Thursday, August 7, 2008

Mistakes On Mount Adams

I wanted to write a little bit about my solo trip to Mount Adams this week, which wasn’t particularly successful. You may not want to repeat my actions, but I think there's some lessons in here that might be useful along with all the other Mount Adams trip reports online. The first lesson is that some things -like weather- are just beyond your control, as I was reminded with the Cold Springs fire last month. And the second lesson, sometimes you really can just bite off more than you can chew and no amount of willpower can make up for that.

Unfortunately, I just didn’t have the experience to handle Mount Adams on my own. And my little adventure just goes to show you that there are some things you can’t teach yourself from a book – mountaineering is one of them. And who knows, had the weather cooperated, I might not be writing any of this, instead gleefully posting pictures from the summit. Maybe next year. But when all is said and done, at least it was a learning experience.


The three-hour drive out to Adams from Portland couldn’t be more scenic. It was nearing sunset, and the forest roads were idyllic, despite huge blotches of fire retardant from the Cold Springs fire, which at this point was contained but still smoldering on the southeast side of the mountain.
------------------------------------------------------------------------
▸ EXERCISE TASK 1
Rescale the records running from the line containing "out the tinted" through the line containing "x=14, y=128", both included, and give all those lines again with their requests. Multiply every pin coordinate in the answers by 0.25 and round to whole numbers, with halves rounding up.

▸ DATASET ENTRIES
------------------------------------------------------------------------
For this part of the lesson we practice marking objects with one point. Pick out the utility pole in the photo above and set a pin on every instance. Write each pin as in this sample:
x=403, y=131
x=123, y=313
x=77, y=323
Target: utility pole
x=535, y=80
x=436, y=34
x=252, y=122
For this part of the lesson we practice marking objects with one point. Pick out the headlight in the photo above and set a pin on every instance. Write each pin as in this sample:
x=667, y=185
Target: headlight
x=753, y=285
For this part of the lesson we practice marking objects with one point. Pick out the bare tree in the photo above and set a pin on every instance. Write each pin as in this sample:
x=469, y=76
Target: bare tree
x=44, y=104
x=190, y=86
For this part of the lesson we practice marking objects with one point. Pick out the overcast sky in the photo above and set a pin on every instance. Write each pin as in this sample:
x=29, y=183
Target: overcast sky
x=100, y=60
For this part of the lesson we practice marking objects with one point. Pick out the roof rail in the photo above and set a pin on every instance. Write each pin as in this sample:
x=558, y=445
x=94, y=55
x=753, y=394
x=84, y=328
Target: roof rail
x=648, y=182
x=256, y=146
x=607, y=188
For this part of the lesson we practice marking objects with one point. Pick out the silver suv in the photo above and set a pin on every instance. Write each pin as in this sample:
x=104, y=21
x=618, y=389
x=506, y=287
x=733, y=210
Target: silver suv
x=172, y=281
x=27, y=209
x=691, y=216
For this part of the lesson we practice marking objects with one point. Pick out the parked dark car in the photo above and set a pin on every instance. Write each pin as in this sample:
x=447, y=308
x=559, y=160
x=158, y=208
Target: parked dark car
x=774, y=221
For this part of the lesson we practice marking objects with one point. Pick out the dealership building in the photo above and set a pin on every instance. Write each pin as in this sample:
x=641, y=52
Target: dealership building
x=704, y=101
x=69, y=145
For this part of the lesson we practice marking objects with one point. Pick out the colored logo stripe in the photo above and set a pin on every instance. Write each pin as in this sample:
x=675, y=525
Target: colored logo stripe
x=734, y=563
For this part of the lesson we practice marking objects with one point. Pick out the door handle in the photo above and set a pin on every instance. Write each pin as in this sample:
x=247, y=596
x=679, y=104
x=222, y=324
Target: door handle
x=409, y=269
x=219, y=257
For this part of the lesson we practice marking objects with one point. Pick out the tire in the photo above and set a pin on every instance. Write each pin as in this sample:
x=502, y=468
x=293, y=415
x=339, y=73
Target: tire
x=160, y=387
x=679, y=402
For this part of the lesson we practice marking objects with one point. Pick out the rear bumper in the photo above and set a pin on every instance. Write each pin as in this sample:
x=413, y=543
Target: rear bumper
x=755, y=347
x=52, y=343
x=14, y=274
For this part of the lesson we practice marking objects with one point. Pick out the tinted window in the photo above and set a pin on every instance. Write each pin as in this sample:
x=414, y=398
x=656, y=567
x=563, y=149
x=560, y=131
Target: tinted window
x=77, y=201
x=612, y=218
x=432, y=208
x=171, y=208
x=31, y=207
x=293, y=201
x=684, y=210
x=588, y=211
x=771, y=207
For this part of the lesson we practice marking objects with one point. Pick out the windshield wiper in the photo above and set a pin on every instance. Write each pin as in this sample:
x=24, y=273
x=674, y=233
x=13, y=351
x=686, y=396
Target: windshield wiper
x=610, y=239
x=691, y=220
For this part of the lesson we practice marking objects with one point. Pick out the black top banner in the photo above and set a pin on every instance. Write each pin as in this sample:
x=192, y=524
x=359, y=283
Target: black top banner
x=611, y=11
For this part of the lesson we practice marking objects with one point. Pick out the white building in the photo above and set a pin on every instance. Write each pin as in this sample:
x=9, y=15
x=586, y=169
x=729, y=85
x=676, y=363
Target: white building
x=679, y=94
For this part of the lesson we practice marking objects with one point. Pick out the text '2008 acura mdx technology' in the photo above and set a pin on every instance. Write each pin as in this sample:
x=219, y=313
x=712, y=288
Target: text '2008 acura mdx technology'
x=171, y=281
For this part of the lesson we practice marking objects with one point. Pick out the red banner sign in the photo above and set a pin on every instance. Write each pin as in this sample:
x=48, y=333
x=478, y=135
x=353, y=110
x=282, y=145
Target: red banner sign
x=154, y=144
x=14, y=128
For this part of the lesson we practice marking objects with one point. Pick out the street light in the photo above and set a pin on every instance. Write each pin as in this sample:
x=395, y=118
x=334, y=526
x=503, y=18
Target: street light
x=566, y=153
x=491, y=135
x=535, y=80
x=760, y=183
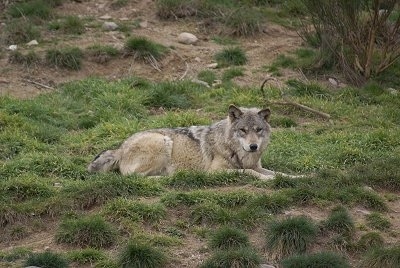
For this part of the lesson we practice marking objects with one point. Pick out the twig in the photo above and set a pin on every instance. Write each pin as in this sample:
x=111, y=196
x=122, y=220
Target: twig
x=38, y=84
x=289, y=102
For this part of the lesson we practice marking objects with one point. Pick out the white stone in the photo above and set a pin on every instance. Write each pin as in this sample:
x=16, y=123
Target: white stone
x=110, y=26
x=33, y=43
x=187, y=38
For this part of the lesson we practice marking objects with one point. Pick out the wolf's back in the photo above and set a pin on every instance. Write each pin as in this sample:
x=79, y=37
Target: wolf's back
x=105, y=161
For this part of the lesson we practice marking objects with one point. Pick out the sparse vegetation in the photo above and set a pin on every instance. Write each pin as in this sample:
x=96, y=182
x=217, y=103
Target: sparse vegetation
x=290, y=236
x=136, y=255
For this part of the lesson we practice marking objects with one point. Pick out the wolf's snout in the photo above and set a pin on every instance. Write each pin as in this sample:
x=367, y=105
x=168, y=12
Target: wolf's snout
x=253, y=147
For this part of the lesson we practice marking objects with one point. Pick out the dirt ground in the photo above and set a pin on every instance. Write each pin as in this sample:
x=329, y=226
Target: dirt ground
x=183, y=62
------------------------------------------------------------------------
▸ EXERCISE TASK 2
Update everything in the Mount Adams post from "The three-hour drive" down to "of the mountain." by replacing "scenic" with "picturesque", and write out that passage.

▸ RIGHT ANSWER 1
For this part of the lesson we practice marking objects with one point. Pick out the tinted window in the photo above and set a pin on every instance. Write each pin as in this sample:
x=414, y=398
x=656, y=567
x=563, y=149
x=560, y=131
Target: tinted window
x=19, y=50
x=153, y=55
x=108, y=52
x=43, y=52
x=8, y=52
x=73, y=50
x=171, y=53
x=147, y=53
x=193, y=52
For this part of the lesson we practice marking objects with one point. Pick out the windshield wiper in the photo above and set a pin on every instance. Write each pin as in this sample:
x=24, y=273
x=674, y=233
x=13, y=351
x=686, y=396
Target: windshield wiper
x=153, y=60
x=173, y=55
For this part of the lesson we practice marking objects with one point. Pick out the black top banner in the photo above and set a pin on every instance. Write each pin as in this sample:
x=192, y=524
x=359, y=283
Target: black top banner
x=153, y=3
For this part of the lesson we practice marking objects with one point. Pick out the white building in the photo above and set a pin on every instance. Write each pin as in this sample:
x=9, y=15
x=586, y=169
x=729, y=85
x=676, y=363
Target: white building
x=170, y=24
For this part of the lesson we practice marking objects with one point. Pick out the text '2008 acura mdx technology' in the photo above and set a pin on every instance. Write each pin as in this sample:
x=219, y=313
x=712, y=288
Target: text '2008 acura mdx technology'
x=43, y=70
For this part of the lesson we practice marking objects with one point. Pick out the red banner sign in the photo above and set a pin on every instance. Write each pin as in this sample:
x=48, y=333
x=478, y=135
x=353, y=110
x=282, y=145
Target: red banner sign
x=39, y=36
x=4, y=32

▸ RIGHT ANSWER 2
The three-hour drive out to Adams from Portland couldn’t be more picturesque. It was nearing sunset, and the forest roads were idyllic, despite huge blotches of fire retardant from the Cold Springs fire, which at this point was contained but still smoldering on the southeast side of the mountain.